-- Start Document excerpt --

Why Nostr? What is Njump?
2023-06-07 23:16:13
in reply to

Greg Sanders [ARCHIVE] on Nostr: 📅 Original date posted:2022-11-02 📝 Original message:Sorry, I forgot one point ...

📅 Original date posted:2022-11-02
📝 Original message:Sorry, I forgot one point which is pertinent to this conversation.

*Even with* fullrbf-everywhere and V3, pinning via rule#3 and rule#5 are
still an issue in coinjoin scenarios.

Each coinjoin adversary can double-spend their coin to either full package
weight(101kvb),
or give 24 descendants, which means you quickly pay out the nose in rule#3
or are excluded
from RBFing it if you have 4+ greifers in your coinjoin violating rule#5.

If we instead narrowed this policy to marking a transaction output as
opt-in to V3, it gets a bit more interesting. *Unfortunately,
double-spending counterparties can still cause rule#3 pain, one 100kvb
package of junk per peer,* but rule#5 violations is at least contained to
coinjoins with ~50 peers(assuming two transactions booted per input
double-spent, which would be the V3 max bumped per input).

-- End Document excerpt --
-- Start Items --

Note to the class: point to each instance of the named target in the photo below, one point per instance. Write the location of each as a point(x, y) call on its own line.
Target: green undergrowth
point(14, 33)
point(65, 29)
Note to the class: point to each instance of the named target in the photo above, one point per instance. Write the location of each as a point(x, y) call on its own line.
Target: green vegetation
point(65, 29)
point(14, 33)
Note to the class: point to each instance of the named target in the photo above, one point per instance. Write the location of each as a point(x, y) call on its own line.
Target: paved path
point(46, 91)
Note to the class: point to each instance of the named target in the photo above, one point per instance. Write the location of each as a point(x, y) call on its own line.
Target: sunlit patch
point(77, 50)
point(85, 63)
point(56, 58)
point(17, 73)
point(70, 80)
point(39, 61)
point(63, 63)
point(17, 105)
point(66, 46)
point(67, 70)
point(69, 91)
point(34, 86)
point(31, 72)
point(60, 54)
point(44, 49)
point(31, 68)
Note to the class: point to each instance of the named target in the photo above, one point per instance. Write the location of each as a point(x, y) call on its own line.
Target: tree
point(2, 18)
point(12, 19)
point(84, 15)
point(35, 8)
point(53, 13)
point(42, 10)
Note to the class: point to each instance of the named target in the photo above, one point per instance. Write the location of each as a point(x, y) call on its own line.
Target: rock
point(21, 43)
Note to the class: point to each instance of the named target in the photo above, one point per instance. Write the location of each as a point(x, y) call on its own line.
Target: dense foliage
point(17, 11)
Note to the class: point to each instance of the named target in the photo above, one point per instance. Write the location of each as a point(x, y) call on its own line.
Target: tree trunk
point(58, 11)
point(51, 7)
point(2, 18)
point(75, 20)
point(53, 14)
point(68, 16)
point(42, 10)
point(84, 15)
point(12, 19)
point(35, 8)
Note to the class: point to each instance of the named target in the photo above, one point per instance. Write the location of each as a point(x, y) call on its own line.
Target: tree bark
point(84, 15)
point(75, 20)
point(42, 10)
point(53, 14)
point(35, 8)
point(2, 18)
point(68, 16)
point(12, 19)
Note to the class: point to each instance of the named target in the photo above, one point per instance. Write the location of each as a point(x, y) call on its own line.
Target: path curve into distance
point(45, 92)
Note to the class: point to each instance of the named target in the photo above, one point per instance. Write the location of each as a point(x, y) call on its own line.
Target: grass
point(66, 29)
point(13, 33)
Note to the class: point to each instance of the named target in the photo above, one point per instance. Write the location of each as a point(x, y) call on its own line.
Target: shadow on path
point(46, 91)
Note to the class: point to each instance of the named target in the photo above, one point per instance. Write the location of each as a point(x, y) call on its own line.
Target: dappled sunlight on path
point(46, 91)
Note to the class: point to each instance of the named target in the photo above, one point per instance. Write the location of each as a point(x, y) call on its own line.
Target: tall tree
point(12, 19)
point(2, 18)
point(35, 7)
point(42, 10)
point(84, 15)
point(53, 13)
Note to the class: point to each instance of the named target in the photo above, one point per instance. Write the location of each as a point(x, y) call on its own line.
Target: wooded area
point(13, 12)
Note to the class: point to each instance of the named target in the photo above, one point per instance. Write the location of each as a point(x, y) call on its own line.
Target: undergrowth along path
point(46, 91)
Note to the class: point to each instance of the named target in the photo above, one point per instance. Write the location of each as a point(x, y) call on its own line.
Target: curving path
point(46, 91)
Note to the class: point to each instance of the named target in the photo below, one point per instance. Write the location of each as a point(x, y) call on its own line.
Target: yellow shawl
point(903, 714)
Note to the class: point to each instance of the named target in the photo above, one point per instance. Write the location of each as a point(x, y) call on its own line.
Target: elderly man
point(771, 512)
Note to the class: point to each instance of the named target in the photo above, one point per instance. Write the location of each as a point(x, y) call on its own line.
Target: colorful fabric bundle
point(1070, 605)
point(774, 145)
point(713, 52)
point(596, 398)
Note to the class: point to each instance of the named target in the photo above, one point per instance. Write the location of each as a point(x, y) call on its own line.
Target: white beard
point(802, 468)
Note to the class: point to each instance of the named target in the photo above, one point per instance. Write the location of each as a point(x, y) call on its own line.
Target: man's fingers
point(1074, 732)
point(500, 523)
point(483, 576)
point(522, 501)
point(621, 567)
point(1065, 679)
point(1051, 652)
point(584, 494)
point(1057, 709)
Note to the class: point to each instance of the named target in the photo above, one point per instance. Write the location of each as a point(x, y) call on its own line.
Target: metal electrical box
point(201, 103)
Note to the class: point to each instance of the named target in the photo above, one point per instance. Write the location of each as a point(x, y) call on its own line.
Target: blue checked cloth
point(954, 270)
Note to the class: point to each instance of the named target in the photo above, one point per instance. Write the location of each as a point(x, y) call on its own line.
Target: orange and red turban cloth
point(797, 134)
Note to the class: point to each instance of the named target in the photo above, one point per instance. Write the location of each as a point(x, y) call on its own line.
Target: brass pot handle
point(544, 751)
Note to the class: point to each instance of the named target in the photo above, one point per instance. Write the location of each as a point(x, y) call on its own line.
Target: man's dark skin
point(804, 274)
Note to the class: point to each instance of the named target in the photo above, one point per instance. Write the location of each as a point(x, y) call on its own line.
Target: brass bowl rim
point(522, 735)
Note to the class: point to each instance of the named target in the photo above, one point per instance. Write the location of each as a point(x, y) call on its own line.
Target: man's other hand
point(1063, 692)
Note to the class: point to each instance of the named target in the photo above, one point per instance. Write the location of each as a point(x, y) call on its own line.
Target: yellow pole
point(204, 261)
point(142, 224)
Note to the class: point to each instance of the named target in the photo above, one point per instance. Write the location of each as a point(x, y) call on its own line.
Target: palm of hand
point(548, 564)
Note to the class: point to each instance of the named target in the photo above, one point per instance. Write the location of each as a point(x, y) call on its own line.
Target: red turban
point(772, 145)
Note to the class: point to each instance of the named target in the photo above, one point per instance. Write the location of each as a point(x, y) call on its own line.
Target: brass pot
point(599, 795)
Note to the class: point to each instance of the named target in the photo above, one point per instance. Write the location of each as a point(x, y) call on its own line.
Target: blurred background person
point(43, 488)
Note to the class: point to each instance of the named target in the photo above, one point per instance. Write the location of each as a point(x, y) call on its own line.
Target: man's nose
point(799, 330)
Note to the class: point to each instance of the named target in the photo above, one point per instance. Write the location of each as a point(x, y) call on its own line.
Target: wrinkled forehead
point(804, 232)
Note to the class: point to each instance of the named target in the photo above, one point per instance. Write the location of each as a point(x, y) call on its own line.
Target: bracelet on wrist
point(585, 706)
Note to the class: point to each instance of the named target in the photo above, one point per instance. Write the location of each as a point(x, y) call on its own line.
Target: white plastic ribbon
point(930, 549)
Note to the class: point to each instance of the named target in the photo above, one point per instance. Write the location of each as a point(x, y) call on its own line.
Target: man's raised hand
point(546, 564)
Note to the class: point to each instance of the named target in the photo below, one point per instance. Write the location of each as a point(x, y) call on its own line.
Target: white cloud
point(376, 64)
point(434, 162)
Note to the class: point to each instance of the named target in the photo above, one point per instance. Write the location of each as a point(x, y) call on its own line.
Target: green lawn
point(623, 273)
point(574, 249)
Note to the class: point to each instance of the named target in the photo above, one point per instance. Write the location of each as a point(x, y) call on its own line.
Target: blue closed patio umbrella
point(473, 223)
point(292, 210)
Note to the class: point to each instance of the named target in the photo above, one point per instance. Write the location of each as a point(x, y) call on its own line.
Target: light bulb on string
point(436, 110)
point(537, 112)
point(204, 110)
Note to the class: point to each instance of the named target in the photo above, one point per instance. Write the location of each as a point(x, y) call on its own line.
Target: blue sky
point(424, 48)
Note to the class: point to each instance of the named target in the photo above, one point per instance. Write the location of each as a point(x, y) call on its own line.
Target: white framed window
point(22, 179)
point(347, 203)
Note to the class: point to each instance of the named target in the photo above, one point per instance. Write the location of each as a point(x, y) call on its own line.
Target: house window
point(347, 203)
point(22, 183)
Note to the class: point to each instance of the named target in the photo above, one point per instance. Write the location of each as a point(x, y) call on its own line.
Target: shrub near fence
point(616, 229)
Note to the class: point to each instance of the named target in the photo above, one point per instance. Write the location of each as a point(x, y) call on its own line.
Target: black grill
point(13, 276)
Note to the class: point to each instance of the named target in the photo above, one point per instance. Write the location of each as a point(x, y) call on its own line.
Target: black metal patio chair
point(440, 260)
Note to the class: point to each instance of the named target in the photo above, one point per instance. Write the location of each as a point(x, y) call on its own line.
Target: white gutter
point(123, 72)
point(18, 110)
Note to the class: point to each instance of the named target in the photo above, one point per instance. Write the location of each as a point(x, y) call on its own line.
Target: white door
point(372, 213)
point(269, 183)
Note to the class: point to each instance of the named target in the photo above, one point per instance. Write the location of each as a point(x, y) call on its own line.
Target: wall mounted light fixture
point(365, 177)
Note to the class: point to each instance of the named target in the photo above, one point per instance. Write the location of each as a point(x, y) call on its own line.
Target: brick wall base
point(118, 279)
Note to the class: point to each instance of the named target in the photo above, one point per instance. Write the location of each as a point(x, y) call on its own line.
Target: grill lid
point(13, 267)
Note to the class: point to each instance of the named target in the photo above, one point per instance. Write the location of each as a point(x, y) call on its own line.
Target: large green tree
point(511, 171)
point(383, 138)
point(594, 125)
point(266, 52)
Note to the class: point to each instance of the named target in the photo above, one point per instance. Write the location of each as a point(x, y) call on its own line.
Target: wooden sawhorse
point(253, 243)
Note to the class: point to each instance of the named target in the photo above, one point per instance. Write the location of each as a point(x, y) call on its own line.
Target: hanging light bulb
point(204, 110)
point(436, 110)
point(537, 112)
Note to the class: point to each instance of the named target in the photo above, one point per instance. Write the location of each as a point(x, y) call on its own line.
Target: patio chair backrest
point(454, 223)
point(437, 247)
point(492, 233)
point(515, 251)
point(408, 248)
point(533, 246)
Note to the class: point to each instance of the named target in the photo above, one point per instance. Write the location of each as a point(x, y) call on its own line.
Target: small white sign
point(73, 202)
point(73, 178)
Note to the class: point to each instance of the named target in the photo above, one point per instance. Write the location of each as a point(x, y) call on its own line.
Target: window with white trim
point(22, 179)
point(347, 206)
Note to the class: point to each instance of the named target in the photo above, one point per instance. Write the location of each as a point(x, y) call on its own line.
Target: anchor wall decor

-- End Items --

Work instructions:
a) Answer these questions about the Nostr post on coinjoin pinning:
(i) What original posting date does the post give?
(ii) How many descendants can each coinjoin adversary give?
(iii) If the policy is narrowed to marking a transaction output as opt-in to V3, rule#5 violations are contained to coinjoins with about how many peers?
b) Rescale the rows. Begin at the first line of the rows and stop after the line that contains "point(31, 68)". Write every line out again, requests included, and multiply each point coordinate in the answers by 1.55, rounding to whole numbers with halves going up.

Worked solutions:
a)
(i) 2022-11-02
(ii) 24
(iii) About 50 peers

b)
Note to the class: point to each instance of the named target in the photo below, one point per instance. Write the location of each as a point(x, y) call on its own line.
Target: green undergrowth
point(22, 51)
point(101, 45)
Note to the class: point to each instance of the named target in the photo above, one point per instance. Write the location of each as a point(x, y) call on its own line.
Target: green vegetation
point(101, 45)
point(22, 51)
Note to the class: point to each instance of the named target in the photo above, one point per instance. Write the location of each as a point(x, y) call on its own line.
Target: paved path
point(71, 141)
Note to the class: point to each instance of the named target in the photo above, one point per instance. Write the location of each as a point(x, y) call on its own line.
Target: sunlit patch
point(119, 78)
point(132, 98)
point(87, 90)
point(26, 113)
point(109, 124)
point(60, 95)
point(98, 98)
point(26, 163)
point(102, 71)
point(104, 109)
point(107, 141)
point(53, 133)
point(48, 112)
point(93, 84)
point(68, 76)
point(48, 105)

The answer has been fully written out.